THINGS TO DO »
[a] In the pre-foreclosure article, what usually starts pre-foreclosure?
[b] Please retype the pre-foreclosure article word for word, between "What Is Pre-Foreclosure?" and "during this time.", inclusive.

PAGE EXCERPT »
Pre-Foreclosure vs. Foreclosure: The Difference

If you’re struggling to make your mortgage payments, the idea of pre-foreclosure and foreclosure can both seem inevitable and intimidating. However, understanding the differences between pre-foreclosure vs. foreclosure is vital as each process has different limitations and options for getting out of it. 

Let’s take a closer look.

What Is Pre-Foreclosure?

If you miss a mortgage payment, pre-foreclosure typically takes place before foreclosure officially begins. During the pre-foreclosure process, your lender sends you repeated written warnings telling you to pay what you owe, or they may be forced to begin foreclosure.

While in pre-foreclosure, you’ll still own your property — but unless you can halt the pre-foreclosure proceedings, your lender may petition the court for eviction and foreclosure documents.

Usually, pre-foreclosure is started when your bank or lender sends you a notice of default. The notice of default is accompanied by a notice in the county recorder's office. Some lenders may even file a lawsuit in court during this time. 

Pre-foreclosure also includes any loss mitigation strategies you and your lender may attempt. For example, should you enter into a repayment plan with your lender and fail to make repeated payments on time, you’ll still be in pre-foreclosure.

STORED RECORDS »
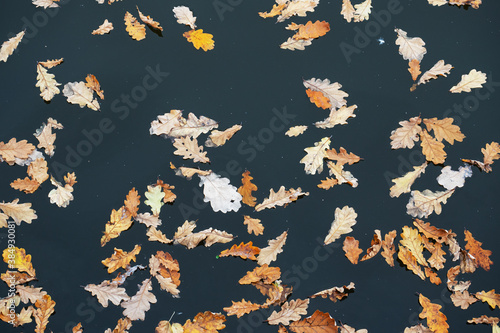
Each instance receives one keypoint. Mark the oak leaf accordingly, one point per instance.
(410, 262)
(241, 308)
(363, 11)
(270, 252)
(290, 311)
(474, 79)
(104, 28)
(107, 292)
(246, 190)
(336, 293)
(414, 69)
(135, 29)
(79, 93)
(313, 161)
(18, 212)
(345, 218)
(481, 256)
(149, 21)
(137, 306)
(318, 322)
(296, 130)
(280, 198)
(403, 184)
(184, 16)
(423, 204)
(312, 30)
(222, 196)
(438, 69)
(329, 90)
(294, 44)
(200, 39)
(337, 117)
(406, 135)
(253, 225)
(44, 309)
(119, 221)
(188, 148)
(262, 273)
(351, 249)
(206, 322)
(120, 259)
(410, 47)
(218, 138)
(244, 251)
(14, 149)
(10, 45)
(94, 84)
(46, 83)
(436, 320)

SOLUTIONS PER TASK »
[a] The bank or lender sending a notice of default.

[b]
What Is Pre-Foreclosure?

If you miss a mortgage payment, pre-foreclosure typically takes place before foreclosure officially begins. During the pre-foreclosure process, your lender sends you repeated written warnings telling you to pay what you owe, or they may be forced to begin foreclosure.

While in pre-foreclosure, you’ll still own your property — but unless you can halt the pre-foreclosure proceedings, your lender may petition the court for eviction and foreclosure documents.

Usually, pre-foreclosure is started when your bank or lender sends you a notice of default. The notice of default is accompanied by a notice in the county recorder's office. Some lenders may even file a lawsuit in court during this time.